Requirements:
Copy out the material word for word, everything from the line containing "of the small" down to the line containing "column 8, row 445", including both of those lines and nothing else.

Data records:
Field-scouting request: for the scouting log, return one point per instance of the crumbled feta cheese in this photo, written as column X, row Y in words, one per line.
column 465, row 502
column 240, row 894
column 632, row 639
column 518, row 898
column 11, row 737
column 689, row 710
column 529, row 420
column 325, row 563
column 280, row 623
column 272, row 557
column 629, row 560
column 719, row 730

* * *

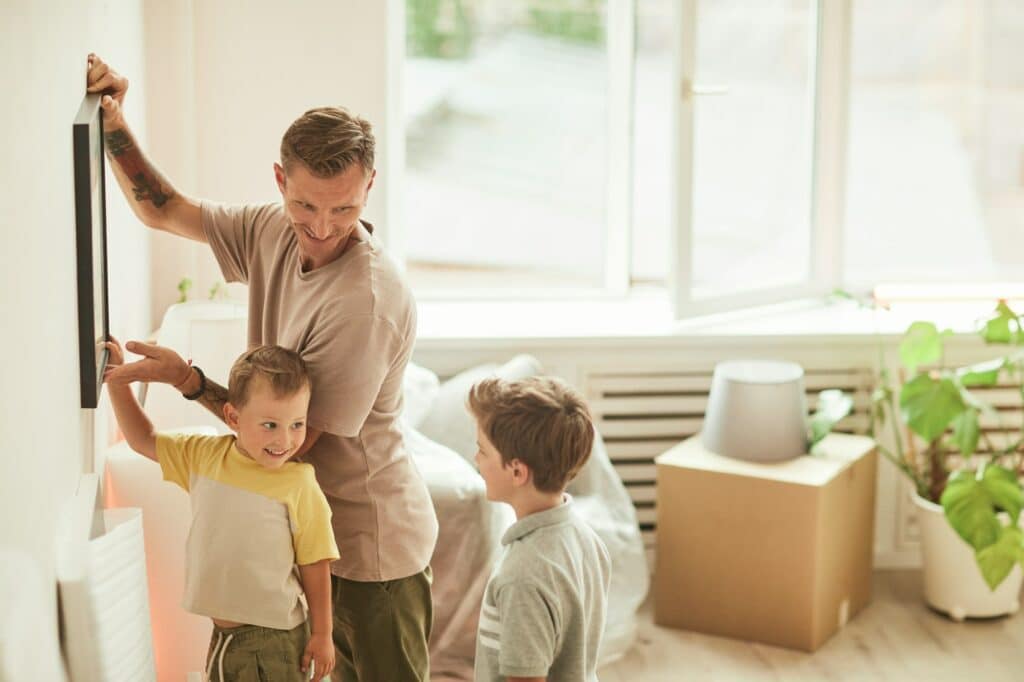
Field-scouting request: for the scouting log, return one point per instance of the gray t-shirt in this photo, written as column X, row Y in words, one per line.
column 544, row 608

* * *

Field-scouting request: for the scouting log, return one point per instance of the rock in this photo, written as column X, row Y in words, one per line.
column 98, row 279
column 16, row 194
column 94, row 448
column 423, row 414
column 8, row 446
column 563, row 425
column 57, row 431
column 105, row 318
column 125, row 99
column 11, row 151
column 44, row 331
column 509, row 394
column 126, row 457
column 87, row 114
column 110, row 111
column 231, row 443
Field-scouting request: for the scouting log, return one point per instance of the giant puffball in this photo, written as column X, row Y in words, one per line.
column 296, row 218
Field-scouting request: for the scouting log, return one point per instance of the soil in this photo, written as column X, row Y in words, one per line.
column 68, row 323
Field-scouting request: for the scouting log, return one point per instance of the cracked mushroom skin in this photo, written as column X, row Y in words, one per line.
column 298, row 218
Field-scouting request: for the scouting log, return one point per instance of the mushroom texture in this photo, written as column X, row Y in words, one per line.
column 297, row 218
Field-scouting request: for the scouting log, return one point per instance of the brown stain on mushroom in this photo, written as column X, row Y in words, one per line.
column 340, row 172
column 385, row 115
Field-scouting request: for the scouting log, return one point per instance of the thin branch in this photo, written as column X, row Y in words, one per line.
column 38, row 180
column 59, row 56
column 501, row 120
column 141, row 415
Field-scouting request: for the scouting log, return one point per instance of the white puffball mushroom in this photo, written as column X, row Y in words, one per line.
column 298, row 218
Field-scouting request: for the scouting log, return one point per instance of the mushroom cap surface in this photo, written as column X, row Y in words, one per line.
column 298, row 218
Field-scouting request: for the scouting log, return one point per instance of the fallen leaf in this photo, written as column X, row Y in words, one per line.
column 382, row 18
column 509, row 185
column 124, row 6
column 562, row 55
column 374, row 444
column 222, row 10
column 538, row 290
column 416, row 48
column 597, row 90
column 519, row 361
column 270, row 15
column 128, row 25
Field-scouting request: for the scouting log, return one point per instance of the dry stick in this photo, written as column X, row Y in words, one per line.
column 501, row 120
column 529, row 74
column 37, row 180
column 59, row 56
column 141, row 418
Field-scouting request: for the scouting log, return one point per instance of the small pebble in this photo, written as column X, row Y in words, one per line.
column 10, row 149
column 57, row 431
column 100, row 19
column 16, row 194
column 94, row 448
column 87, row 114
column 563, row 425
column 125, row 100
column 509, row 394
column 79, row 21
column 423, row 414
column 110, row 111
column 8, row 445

Output of the exercise:
Field-scouting request: for the scouting log, return one point per instance of the small pebble in this photo, written as column X, row Y in words, one per line.
column 10, row 149
column 57, row 431
column 100, row 19
column 16, row 194
column 94, row 448
column 87, row 114
column 563, row 425
column 125, row 100
column 509, row 394
column 79, row 21
column 423, row 414
column 110, row 111
column 8, row 445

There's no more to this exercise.